━━━ Source document ━━━

Sassone-Corsi’s team has recently developed model systems where the circadian clock has been switched off in every tissue except the one being studied3. Pernodet, who wanted to get closer to the cellular mechanisms controlling timing and repair for skin, was fascinated by these studies. There was a further draw: Sassone-Corsi’s experience with epigenetics, broadly defined as cellular mechanisms that modulate gene expression without altering DNA sequences. Pernodet had been interested in epigenetics since starting work at The Estée Lauder Companies in 2007. Sassone-Corsi has a body of work stretching back more than 20 years showing how the mechanisms governing circadian rhythm are intimately intertwined with epigenetic mechanisms such as changes in chromatin remodelling.

Pernodet was particularly interested in microRNAs, short stretches of RNA that alter activity of messenger RNAs, the molecular intermediaries that ferry information to the cell’s protein synthesis machinery. Humans express at least 2,000 microRNAs, or miRNAs, which have been shown by scientific studies to exert a significant influence in the cell4. Each miRNA targets a specific set of messenger RNAs and they form a key part of the cell’s ability to respond quickly and flexibly to changes in its environment. “MicroRNAs are appealing because of their dynamic nature,” says Sassone-Corsi. The field has grown rapidly in the last 10 years and miRNAs have emerged as important regulators of normal processes such as development, cell division and DNA repair in mammals. Their involvement in common conditions such as cancer and cardiovascular disease has led to the development of experimental therapies that mimic or block miRNA activity, some of which are now in early-stage clinical trials.

Sensing stress

Of particular interest to Pernodet was a growing body of work pointing to a role for miRNAs in the circadian clock5, and how that might translate in skin. To find miRNAs of interest, Pernodet’s team compared human fibroblasts taken from donors ranging in age from 19 to 62. In preliminary findings, presented in an abstract6 given at the Society for Investigative Dermatology meeting in May, they described a known inflammation-associated microRNA, miR-146a7, whose presence was related to skin circadian rhythm and whose expression was reduced in older cells. Inhibition of miR-146a seemed to suppress activity in one of the cellular clock genes, PER1, and to lead to an increase in cellular damage as well as other changes seen during ageing, such as reduced collagen production and increased inflammation. A full report of these experiments is in progress.

Pernodet hypothesises that miR-146a is involved in sensing environmental stressors and activating the cell’s natural repair mechanisms, meaning that lower levels of miR-146a expression in older cells exacerbates age-related damage. “You enter a vicious cycle during the ageing process, and we want to slow it down,” she says. To that end, her team has identified an extract from the baobab tree (Adansonia digitata) that seems to increase miR-146a levels in older fibroblasts and improves cellular repair and protein production. The team is now developing formulations to deliver the extract in a cosmetic treatment product.

For Sassone-Corsi, miR-146a has the additional attraction of being a foothold into teasing out the fine molecular detail of how circadian rhythm is regulated. His team plans to work with Pernodet to look for genes, proteins and other molecules that interact with the miRNA. While it’s now a rather unusual role reversal for basic scientific research to benefit from cosmetics research, Sassone-Corsi sees real value in such collaborations flourishing in the future. “It is time for those sorts of collaborations to multiply,” he says. “It’s a win-win situation that brings goodies both ways.”

We are very sad to learn of the recent, sudden death of Paolo Sassone-Corsi. We wish his family, friends and colleagues all the best. His science will ensure that his legacy lives on.

━━━ Source data ━━━

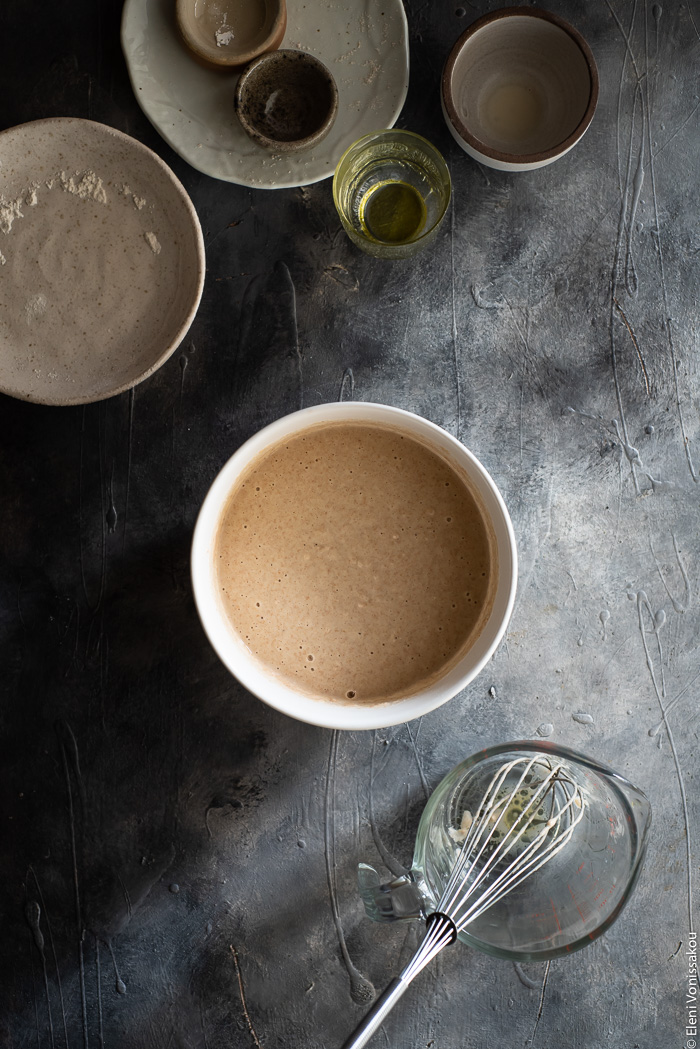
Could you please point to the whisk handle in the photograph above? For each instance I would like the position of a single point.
(377, 1014)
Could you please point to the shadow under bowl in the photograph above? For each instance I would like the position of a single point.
(229, 41)
(520, 88)
(287, 101)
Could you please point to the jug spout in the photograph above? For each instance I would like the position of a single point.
(397, 900)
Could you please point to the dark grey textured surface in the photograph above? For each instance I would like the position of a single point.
(155, 817)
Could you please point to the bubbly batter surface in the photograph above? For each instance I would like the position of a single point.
(355, 562)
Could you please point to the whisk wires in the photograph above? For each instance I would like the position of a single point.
(527, 841)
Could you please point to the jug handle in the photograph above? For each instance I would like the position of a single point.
(397, 900)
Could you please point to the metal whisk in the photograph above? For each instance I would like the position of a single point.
(514, 832)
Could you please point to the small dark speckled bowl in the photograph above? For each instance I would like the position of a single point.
(287, 101)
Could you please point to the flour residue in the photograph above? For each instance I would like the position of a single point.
(152, 242)
(35, 307)
(224, 36)
(9, 210)
(138, 201)
(87, 187)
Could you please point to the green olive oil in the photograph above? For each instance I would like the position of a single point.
(393, 212)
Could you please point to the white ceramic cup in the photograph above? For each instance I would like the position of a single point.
(233, 651)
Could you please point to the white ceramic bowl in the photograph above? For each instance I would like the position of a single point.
(251, 672)
(518, 88)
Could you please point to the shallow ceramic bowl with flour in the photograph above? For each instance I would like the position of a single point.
(261, 681)
(102, 261)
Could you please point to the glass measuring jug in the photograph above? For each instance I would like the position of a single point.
(566, 903)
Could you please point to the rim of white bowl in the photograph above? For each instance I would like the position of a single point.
(250, 672)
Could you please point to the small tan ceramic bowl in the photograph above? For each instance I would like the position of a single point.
(287, 101)
(520, 88)
(229, 34)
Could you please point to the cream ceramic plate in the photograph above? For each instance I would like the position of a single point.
(102, 261)
(364, 44)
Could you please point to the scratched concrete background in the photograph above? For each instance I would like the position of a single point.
(177, 861)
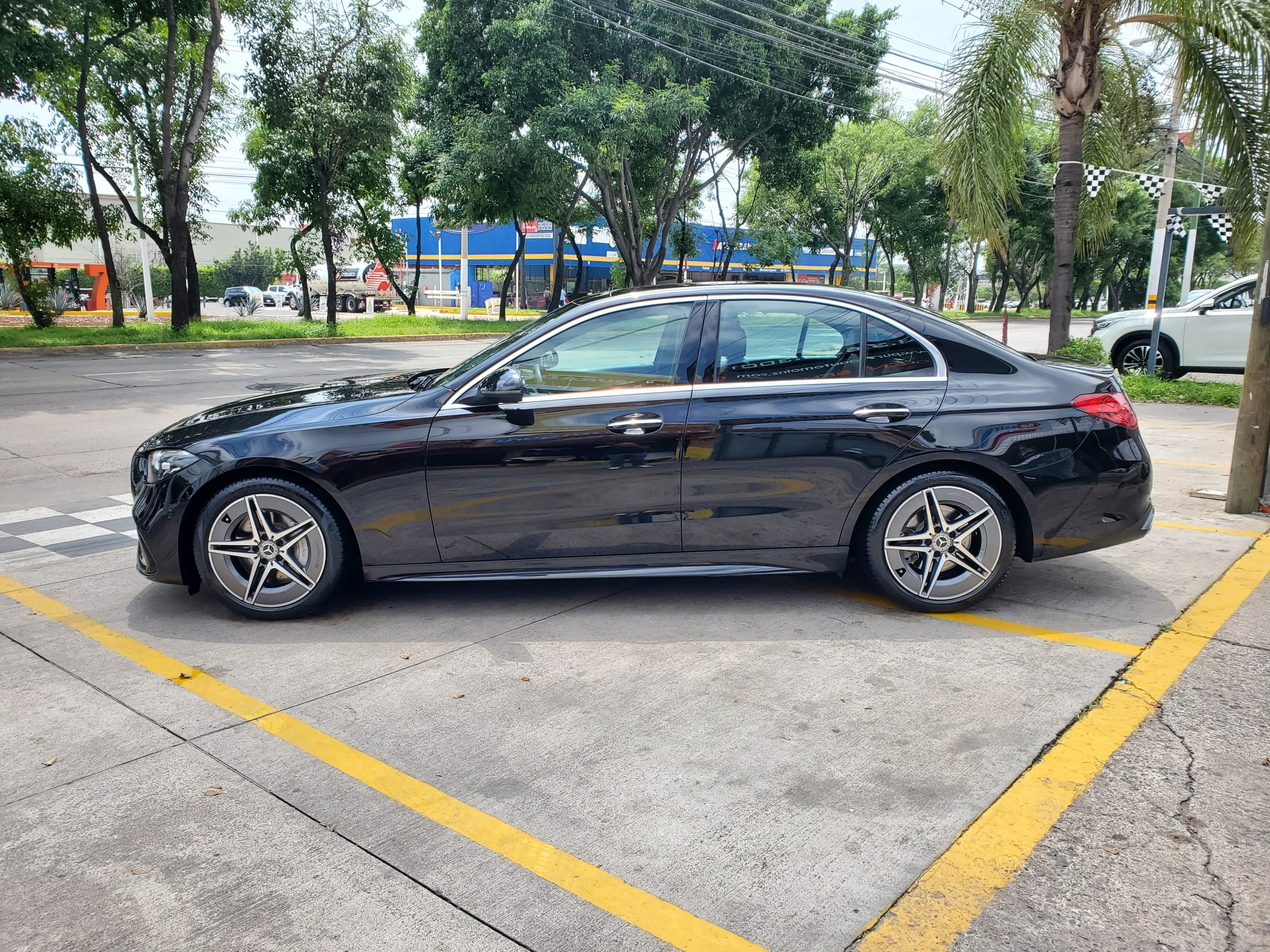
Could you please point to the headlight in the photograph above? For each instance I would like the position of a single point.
(162, 464)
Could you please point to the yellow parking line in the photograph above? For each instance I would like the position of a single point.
(937, 909)
(983, 621)
(636, 907)
(1250, 534)
(1202, 466)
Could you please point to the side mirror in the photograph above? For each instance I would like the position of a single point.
(504, 386)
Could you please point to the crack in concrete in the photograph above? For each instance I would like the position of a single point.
(1187, 818)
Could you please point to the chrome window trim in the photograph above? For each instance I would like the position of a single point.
(611, 395)
(942, 368)
(624, 306)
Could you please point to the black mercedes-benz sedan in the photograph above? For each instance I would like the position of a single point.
(710, 429)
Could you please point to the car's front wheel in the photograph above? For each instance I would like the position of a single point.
(940, 542)
(1133, 356)
(271, 549)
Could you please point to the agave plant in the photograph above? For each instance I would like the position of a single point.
(247, 307)
(62, 300)
(1072, 53)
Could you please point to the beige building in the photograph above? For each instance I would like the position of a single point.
(219, 241)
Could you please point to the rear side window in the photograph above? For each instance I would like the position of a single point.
(890, 352)
(778, 341)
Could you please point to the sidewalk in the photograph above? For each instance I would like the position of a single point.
(1170, 846)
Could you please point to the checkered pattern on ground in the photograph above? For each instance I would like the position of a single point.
(46, 535)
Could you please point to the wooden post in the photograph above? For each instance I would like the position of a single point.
(1246, 488)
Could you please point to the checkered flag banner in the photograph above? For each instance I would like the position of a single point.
(1155, 184)
(1094, 178)
(1210, 192)
(1223, 225)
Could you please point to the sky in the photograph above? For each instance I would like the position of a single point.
(925, 30)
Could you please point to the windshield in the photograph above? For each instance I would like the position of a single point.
(455, 373)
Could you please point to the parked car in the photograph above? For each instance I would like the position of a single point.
(287, 295)
(1208, 333)
(237, 296)
(702, 429)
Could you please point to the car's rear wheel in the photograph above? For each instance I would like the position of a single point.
(1132, 357)
(940, 542)
(271, 549)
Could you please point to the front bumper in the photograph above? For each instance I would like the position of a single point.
(159, 512)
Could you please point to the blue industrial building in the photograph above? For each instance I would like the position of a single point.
(495, 246)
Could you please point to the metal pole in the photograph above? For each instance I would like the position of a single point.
(1160, 302)
(141, 239)
(1166, 201)
(463, 275)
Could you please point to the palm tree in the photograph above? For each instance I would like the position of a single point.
(1072, 53)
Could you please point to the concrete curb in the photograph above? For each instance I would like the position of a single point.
(69, 350)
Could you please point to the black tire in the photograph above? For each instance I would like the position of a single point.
(1131, 357)
(901, 569)
(323, 555)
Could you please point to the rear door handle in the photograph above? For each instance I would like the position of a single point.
(882, 413)
(635, 424)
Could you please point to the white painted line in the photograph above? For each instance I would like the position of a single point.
(70, 534)
(115, 512)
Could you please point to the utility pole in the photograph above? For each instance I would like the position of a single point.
(1248, 486)
(1189, 267)
(1155, 289)
(141, 239)
(463, 275)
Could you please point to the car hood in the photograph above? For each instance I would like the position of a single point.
(342, 399)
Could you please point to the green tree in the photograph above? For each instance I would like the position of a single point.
(328, 85)
(40, 202)
(628, 94)
(1032, 49)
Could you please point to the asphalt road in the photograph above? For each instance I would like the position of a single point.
(776, 757)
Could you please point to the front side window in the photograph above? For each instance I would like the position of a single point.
(1240, 298)
(889, 352)
(635, 347)
(778, 341)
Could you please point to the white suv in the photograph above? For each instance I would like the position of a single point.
(286, 295)
(1208, 333)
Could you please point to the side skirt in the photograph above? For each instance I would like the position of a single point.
(778, 561)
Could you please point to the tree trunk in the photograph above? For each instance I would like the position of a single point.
(511, 271)
(40, 316)
(328, 250)
(180, 253)
(973, 293)
(304, 310)
(948, 263)
(1067, 202)
(193, 289)
(103, 232)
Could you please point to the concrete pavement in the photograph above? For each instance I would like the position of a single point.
(774, 756)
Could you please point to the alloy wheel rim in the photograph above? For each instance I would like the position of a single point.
(943, 543)
(267, 551)
(1136, 358)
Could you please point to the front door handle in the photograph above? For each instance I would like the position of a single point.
(635, 424)
(882, 413)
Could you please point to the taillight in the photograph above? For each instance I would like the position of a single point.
(1108, 407)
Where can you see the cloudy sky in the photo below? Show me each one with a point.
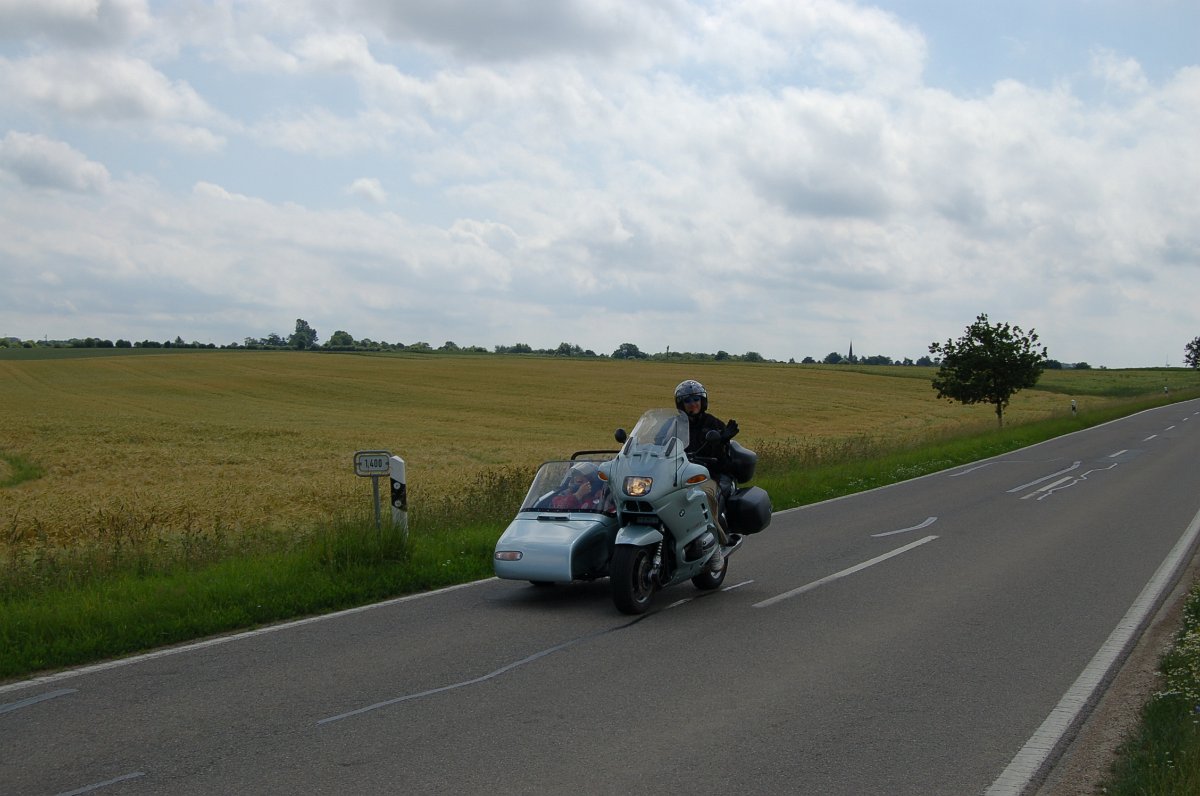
(773, 175)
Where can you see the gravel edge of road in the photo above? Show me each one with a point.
(1091, 753)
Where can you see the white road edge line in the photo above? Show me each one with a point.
(916, 527)
(1030, 760)
(88, 789)
(828, 579)
(35, 700)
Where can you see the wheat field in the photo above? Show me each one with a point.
(196, 441)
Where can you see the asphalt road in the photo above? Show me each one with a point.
(936, 636)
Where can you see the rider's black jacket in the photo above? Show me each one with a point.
(699, 425)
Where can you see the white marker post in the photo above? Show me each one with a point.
(373, 464)
(399, 495)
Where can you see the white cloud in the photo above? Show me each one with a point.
(1121, 73)
(370, 189)
(75, 22)
(779, 169)
(41, 162)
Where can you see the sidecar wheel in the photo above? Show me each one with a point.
(707, 581)
(633, 584)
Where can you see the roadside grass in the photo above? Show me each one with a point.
(162, 498)
(137, 587)
(1163, 755)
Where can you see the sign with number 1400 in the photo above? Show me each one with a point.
(372, 462)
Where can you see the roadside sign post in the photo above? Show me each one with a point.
(399, 495)
(373, 464)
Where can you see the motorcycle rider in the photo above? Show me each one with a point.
(691, 399)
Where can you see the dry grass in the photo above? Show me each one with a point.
(231, 442)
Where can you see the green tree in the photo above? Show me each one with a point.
(341, 339)
(629, 351)
(988, 364)
(305, 336)
(1192, 358)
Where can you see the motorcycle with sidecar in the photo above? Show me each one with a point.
(648, 524)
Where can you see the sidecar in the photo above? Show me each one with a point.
(553, 540)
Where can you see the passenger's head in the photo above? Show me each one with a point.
(691, 398)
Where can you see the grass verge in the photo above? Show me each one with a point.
(66, 608)
(1163, 755)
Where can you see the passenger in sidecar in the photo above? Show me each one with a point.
(564, 530)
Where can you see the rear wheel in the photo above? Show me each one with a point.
(707, 581)
(631, 576)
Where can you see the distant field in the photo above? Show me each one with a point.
(191, 441)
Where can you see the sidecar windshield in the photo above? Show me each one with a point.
(659, 428)
(556, 488)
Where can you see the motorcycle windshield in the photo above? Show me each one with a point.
(659, 429)
(569, 486)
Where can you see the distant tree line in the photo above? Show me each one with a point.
(305, 337)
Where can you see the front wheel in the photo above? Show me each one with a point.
(633, 578)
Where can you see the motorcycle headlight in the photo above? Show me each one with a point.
(637, 485)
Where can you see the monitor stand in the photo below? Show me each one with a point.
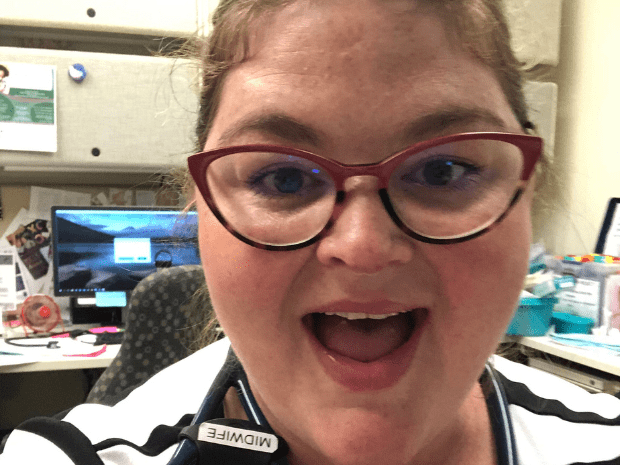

━━━

_Exercise directions_
In the article on skin's circadian clock, which tree yielded the extract that Pernodet's team found seems to raise miR-146a levels in older fibroblasts?

_Written answer_
The baobab tree (Adansonia digitata).